(EXERCISE REQUIREMENTS) Which of the lines below contain the string "vest"? Pull each one out of the data.

(RECORDS SUPPLIED)

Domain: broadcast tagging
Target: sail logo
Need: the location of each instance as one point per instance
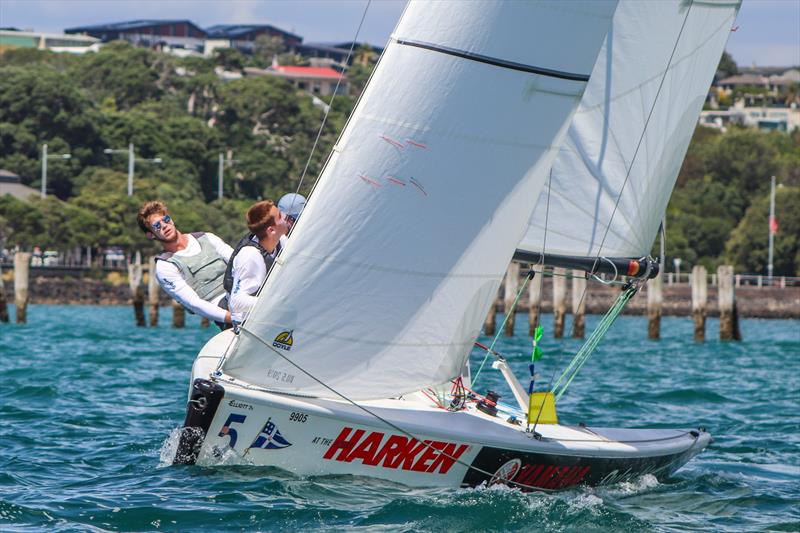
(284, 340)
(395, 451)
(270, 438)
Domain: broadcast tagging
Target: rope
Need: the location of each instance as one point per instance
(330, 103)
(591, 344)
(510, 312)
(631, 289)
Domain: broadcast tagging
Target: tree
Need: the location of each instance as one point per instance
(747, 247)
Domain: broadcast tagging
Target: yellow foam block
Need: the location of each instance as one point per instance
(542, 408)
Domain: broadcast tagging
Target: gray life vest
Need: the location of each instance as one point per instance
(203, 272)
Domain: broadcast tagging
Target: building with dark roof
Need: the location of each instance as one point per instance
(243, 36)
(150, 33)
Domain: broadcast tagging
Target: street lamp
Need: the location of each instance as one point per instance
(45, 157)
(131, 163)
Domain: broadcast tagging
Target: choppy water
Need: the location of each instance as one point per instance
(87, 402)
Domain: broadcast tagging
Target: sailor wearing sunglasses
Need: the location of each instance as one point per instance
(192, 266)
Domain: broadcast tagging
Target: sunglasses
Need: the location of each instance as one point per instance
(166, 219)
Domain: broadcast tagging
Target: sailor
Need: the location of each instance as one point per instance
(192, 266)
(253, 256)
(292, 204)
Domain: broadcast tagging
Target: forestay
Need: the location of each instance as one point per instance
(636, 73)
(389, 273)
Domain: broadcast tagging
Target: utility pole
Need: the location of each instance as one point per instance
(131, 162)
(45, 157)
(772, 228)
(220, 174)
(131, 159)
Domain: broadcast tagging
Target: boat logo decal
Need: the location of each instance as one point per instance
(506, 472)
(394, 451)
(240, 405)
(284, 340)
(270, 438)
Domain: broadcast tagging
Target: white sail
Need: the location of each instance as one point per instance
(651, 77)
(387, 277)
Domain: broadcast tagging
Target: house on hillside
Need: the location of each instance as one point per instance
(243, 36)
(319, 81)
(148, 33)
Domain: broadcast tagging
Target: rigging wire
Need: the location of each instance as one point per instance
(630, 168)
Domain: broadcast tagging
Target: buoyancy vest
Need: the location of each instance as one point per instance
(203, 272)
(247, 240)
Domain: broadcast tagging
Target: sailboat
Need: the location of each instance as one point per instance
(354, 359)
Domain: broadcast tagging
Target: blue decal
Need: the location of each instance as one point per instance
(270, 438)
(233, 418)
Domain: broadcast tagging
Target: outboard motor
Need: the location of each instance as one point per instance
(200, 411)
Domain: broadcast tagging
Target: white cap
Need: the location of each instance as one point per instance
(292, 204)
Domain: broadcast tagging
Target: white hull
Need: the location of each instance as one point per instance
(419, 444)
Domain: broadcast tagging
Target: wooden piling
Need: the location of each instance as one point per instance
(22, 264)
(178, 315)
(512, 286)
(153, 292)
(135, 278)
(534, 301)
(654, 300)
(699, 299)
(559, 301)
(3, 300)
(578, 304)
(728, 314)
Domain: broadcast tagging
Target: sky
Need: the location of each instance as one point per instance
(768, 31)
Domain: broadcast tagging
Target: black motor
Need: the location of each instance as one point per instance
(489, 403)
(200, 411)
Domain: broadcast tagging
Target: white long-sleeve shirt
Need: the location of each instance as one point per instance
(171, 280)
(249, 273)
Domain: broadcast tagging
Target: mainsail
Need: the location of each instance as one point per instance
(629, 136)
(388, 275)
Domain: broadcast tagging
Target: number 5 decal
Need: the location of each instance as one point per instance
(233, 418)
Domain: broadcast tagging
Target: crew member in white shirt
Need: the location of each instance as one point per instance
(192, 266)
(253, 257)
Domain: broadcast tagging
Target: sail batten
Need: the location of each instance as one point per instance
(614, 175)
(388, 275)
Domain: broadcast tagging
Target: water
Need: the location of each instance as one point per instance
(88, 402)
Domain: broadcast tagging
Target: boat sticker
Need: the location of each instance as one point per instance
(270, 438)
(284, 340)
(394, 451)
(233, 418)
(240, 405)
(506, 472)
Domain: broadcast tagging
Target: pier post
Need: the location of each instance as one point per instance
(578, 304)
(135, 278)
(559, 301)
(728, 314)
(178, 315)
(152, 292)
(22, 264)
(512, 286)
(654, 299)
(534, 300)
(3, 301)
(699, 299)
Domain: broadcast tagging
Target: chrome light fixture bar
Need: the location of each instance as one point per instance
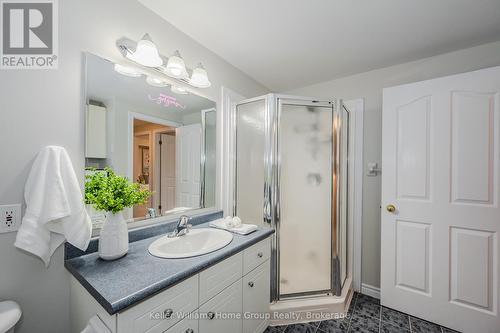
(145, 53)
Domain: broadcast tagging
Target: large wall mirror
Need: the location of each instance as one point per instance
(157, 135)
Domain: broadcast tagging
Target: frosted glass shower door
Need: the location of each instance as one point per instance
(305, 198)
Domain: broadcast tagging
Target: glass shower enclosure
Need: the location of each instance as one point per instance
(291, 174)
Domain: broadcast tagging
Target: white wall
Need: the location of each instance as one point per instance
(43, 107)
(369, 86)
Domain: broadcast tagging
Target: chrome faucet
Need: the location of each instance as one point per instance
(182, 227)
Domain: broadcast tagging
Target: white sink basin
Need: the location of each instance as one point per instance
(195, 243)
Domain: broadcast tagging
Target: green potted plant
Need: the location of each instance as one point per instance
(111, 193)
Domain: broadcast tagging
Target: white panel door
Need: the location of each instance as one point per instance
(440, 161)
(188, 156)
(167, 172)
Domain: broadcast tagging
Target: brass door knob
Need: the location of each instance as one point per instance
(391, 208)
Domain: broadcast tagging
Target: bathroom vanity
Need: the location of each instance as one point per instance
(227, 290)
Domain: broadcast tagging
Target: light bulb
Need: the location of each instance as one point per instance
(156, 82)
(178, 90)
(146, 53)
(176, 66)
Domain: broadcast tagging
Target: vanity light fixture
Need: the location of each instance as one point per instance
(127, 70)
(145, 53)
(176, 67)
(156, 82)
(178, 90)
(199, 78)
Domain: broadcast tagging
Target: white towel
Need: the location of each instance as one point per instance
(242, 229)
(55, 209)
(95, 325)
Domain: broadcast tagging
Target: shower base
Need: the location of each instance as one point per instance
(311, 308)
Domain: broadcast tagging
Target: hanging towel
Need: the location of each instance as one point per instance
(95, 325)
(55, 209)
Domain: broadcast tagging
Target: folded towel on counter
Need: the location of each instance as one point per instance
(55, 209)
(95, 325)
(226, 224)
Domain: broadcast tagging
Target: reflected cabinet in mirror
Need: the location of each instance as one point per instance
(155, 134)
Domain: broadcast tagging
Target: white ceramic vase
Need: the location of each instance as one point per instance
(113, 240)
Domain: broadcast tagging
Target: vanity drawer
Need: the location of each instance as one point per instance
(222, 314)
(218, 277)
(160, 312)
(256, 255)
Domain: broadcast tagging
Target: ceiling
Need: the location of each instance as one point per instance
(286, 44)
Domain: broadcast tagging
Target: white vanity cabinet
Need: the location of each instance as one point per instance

(OUTPUT FOR THIS EXERCISE)
Target: gray life vest
Target: buoyancy vest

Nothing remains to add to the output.